START Reading passage

3. M. triangulata, Leavenworth [3]. Roughish-hairy; stems nearly erect; leaves deltoid-triangular, crenate, pointed, the lowest mostly heart-shaped at the base, the upper variously 3-5-lobed or cut; flowers numerous in a loose terminal panicle, on short pedicels; petals wedge-obovate (purple); involucel as long as the downy (not bristly) short calyx. (Nuttallia cordifolia, Nutt. N. cordata Lindl. Malva Houghtonii, Torr. & Gr.) — Dry prairies, &c., from Wisconsin southward. July. — Stems 2° high: flowers 1½' broad.

M. crispa, the CURLED MALLOW, and M. moschata, the MUSK MALLOW, are occasionally spontaneous around gardens.


Calyx surrounded by a 6–7-cleft involucel. Otherwise as in Malva. (Name from Αλθω, to cure.)

1. A. officinalis, L. (COMMON MARSH MALLOW.) Stem erect; leaves ovate, or slightly heart-shaped, toothed, sometimes 3-lobed, clothed with velvety down; peduncles axillary, many flowered, much shorter than the leaves. — Salt marshes, naturalised in New England and New York. Aug., Sept. — Flowers pale rose-color. Root thick, abounding in mucilage, the basis of the Pates de Guimauve.

A. rosea, and A. ficifolia [4], are the garden HOLLYHOCKS.


Calyx involucellate at the base by a row of numerous bractlets. Styles united: stigmas 5, capitate. Anther-bearing column prolonged. Fruit a 5-celled many–few seeded pod, opening into 5 valvce which bear the partition on their middle (loculicidal). Herbs or shrubs, usually with large and showy flowers. (An old Greek and Latin name of unknon meaning.)

§ 1. KOSTELETZKYA, Presl. [5]Cells of the depressed pod 1-seeded..

1. H. Virginicus, L. Roughish-hairy; leaves ovate and taper-pointed, heart-shaped, unequally toothed, the lower 3-lobed; pod bristly. — Marshes on the coast, New York southward. Aug. — Stem 2° - 4° high. Corolla 2' wide, purple-rose-color.

§ 2. HIBISCUS proper [6]. — Cells of the pod many-seeded: calyx and many leaved involucel persistent.

2. H. Moscheutos, L. (SWAMP ROSE-MALLOW.) Leaves ovate, pointed, toothed, the lower 3-lobed, whitened with a fine soft down underneath; the 1-flowered peduncles often united at the base with the petioles; calyx not inflated; seeds smooth. Borders of marshes along and near the coast. Salt springs, Salina, New York. Aug., Sept. — Plant stout, 5° high. Corolla 5' in diameter, pale rose-purple, or which with a crimson eye, showing in cultivation.

END Reading passage

## Required actions
**a)** Can you return the section of the mallow descriptions between "A. rosea, and" and "2' wide, purple-rose-color.", inclusive, word for word?
**b)** Can you resume the mallow descriptions from their last sentence?

START Records shown

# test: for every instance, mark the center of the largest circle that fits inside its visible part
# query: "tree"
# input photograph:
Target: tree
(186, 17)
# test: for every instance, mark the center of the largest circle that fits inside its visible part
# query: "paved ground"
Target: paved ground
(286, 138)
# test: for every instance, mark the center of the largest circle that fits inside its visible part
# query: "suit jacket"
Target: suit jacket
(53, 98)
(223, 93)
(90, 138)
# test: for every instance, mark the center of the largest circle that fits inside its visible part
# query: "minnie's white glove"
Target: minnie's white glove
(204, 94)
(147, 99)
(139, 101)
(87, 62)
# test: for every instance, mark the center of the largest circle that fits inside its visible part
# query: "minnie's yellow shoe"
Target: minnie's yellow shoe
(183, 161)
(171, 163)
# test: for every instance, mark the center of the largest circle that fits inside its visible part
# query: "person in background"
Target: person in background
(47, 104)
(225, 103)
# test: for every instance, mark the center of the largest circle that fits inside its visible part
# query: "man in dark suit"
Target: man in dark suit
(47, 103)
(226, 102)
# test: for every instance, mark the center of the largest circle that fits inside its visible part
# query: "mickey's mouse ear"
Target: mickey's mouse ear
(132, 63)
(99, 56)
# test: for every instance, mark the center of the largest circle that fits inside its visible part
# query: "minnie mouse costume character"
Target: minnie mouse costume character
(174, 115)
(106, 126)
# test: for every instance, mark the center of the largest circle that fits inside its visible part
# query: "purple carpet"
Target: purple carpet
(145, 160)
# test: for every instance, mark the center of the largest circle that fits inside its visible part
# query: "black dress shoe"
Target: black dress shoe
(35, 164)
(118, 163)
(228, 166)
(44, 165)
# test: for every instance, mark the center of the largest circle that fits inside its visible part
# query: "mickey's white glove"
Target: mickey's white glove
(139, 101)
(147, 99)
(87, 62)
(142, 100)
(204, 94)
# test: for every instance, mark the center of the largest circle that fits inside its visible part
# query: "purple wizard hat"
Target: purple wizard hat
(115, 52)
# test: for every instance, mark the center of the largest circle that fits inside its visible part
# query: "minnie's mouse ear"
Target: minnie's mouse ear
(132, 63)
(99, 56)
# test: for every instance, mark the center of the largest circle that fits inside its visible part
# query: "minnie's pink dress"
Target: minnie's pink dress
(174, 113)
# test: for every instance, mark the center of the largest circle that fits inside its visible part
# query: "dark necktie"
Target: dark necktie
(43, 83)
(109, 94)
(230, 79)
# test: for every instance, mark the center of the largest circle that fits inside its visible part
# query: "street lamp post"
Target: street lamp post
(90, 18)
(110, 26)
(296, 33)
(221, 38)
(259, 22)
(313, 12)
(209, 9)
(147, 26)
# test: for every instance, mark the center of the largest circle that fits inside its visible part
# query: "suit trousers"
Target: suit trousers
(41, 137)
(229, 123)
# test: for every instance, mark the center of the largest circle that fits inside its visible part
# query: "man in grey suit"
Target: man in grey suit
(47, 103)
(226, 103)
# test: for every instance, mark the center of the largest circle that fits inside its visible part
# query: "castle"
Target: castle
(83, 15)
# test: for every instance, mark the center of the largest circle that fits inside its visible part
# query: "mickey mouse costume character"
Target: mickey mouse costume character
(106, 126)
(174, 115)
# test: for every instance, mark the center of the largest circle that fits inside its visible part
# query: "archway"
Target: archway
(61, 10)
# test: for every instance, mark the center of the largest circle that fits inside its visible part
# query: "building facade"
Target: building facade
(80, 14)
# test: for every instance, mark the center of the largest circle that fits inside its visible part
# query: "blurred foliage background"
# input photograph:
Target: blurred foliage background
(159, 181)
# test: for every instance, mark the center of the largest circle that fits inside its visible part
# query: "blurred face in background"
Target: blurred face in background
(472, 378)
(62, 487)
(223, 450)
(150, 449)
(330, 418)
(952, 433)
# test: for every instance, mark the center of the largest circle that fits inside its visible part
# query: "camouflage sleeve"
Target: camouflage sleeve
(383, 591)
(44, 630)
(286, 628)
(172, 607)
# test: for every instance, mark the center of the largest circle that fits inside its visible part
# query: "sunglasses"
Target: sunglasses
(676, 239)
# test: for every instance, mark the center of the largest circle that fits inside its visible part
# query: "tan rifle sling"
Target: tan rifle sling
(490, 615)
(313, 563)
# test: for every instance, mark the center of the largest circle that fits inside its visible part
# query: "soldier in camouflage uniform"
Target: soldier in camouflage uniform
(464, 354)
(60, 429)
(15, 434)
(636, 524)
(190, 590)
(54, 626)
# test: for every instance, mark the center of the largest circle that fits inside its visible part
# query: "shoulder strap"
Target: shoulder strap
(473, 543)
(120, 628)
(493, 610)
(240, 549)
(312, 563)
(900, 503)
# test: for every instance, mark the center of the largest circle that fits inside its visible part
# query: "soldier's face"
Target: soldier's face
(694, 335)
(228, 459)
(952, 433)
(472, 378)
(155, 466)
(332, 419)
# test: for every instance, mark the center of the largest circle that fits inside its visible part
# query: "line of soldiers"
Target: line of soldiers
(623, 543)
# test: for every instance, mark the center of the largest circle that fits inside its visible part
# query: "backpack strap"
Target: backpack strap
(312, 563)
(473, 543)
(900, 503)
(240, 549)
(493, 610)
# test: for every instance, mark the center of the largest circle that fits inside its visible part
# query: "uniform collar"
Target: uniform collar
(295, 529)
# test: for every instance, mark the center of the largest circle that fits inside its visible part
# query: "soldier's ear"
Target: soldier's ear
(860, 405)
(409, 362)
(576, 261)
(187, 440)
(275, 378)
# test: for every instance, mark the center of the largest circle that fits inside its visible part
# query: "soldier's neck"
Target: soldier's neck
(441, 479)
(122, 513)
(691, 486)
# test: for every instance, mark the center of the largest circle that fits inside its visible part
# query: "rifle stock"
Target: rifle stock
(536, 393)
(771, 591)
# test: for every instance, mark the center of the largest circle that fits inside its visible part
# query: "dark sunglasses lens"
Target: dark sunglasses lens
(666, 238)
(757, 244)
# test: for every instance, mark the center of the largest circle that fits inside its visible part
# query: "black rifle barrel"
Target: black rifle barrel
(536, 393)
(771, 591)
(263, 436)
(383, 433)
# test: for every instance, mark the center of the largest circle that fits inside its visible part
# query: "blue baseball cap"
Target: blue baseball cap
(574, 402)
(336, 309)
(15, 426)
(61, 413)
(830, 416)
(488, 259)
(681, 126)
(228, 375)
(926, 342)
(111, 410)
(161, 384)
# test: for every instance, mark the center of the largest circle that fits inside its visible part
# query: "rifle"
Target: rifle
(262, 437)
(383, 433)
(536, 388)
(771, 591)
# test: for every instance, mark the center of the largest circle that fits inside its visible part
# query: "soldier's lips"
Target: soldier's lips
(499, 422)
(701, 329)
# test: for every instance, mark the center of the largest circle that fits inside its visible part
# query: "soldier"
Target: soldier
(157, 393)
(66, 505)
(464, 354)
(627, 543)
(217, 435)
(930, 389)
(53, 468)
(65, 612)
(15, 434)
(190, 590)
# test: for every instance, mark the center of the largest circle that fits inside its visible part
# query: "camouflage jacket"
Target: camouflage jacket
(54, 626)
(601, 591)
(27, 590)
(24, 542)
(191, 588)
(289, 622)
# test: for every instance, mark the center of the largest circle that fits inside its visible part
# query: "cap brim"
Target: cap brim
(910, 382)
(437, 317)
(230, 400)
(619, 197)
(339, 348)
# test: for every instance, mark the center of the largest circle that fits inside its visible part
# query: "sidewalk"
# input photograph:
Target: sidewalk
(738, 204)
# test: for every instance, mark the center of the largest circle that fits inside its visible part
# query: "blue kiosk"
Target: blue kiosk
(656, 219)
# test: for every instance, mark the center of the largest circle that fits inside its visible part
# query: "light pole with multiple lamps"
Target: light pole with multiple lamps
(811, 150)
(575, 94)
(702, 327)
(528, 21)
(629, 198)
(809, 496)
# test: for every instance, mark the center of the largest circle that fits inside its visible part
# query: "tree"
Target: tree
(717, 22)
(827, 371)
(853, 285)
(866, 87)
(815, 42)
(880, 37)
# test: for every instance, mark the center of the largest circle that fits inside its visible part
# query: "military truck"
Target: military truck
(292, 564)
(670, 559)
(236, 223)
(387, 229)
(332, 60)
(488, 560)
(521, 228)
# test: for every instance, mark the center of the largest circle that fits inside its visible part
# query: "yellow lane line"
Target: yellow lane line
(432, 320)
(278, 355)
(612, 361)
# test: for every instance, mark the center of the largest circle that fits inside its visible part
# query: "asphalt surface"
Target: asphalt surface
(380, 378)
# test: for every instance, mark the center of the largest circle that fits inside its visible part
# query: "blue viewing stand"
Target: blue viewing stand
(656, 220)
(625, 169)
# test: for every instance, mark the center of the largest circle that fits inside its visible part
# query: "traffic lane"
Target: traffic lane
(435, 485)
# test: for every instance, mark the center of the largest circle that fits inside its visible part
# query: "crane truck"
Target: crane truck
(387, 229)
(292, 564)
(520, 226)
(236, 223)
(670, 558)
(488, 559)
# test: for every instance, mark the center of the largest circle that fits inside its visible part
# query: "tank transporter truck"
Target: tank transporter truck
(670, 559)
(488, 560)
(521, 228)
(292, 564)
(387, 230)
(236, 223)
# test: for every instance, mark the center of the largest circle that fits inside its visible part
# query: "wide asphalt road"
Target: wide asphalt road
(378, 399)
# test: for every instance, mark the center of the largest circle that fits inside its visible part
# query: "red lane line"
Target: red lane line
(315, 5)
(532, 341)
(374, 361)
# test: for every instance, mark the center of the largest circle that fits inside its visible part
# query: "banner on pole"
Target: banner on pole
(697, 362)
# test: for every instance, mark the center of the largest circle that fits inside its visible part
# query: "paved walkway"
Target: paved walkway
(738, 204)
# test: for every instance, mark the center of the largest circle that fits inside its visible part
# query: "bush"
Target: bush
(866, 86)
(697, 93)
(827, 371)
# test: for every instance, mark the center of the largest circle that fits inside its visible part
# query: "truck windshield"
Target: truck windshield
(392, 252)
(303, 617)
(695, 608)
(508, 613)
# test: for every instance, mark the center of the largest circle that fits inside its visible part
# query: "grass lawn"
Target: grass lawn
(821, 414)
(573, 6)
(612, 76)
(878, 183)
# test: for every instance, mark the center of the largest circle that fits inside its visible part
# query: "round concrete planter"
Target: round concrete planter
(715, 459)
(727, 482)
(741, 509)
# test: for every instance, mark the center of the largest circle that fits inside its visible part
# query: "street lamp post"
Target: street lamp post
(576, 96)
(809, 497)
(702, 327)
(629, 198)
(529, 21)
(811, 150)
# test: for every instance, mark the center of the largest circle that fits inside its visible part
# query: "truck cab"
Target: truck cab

END Records shown

## Answer section
**a)**
A. rosea, and A. ficifolia [4], are the garden HOLLYHOCKS.


Calyx involucellate at the base by a row of numerous bractlets. Styles united: stigmas 5, capitate. Anther-bearing column prolonged. Fruit a 5-celled many–few seeded pod, opening into 5 valvce which bear the partition on their middle (loculicidal). Herbs or shrubs, usually with large and showy flowers. (An old Greek and Latin name of unknon meaning.)

§ 1. KOSTELETZKYA, Presl. [5]Cells of the depressed pod 1-seeded..

1. H. Virginicus, L. Roughish-hairy; leaves ovate and taper-pointed, heart-shaped, unequally toothed, the lower 3-lobed; pod bristly. — Marshes on the coast, New York southward. Aug. — Stem 2° - 4° high. Corolla 2' wide, purple-rose-color.

**b)**
3. H. militaris, Cav. (HALBERT-LEAVED MALLOW.) Smooth throughout; lower leaves ovate-heart-shaped, toothed, 3-lobed; upper leaves halbert-form, the short lateral lobes spreading at the base, the middle one prolonged and tape-pointed; peduncles slender; fruiting calyx inflated; seeds hairy. — River-banks, Penn. to Ohio. Aug. — As tall as, but more slender and smaller-flowered, than the last: corolla pale rose-color.

4. H. Trionum, L. (BLADDER KETMIA.) Somewhat hairy; upper leaves deeply 3-parted, with lanceolate divisions, the middle one much the longest; fruiting calyx inflated, membranaceous, with bristly ribs, 5-winged at the summit; seeds rough. — Escaped from gardens, but scarcely naturalised. Corolla pale greenish-yellow with a purple eye, ephemeral; hence the name Flower-of-an-hour.

H. syriacus, the Shrubby Althæa of the old gardeners, is cultivated about houses.

H. esculentus (the OKRA), belonging to the section ABELMOSCHUS, Medic. (in which the leaves of the involucel are deciduous, and the membranaceous inflated calyx splits open on one side), is common in gardens, especially southward.

[1] Publications prior to the 1753 edition of Linnaeus's Species Plantarum as not considered for the purpose of ascertaining priority in botanical nomenclature; consequently the accepted authors for Abutilon and Napaea are Miller and Linnaeus, rather than Tournefort and Clayton.
[2] Correctly known as Sida hermaphrodita Rusby
[3] Malva triangulata Leavenworth is now placed in Callirhoe.
[4] It is now more usual to reduce A. ficifolia to A. rosea, and to place them in the additional genus Alcea.
[5] Section Kosteletzkya is now granted generic rank, and H. virginicus renamed Kosteletzkya virginica.
[6] H. moscheutos and H. militaris are now placed in section Muenchusia, and H. trionum in section Trionum; H. syriacus remains in section Hibiscus.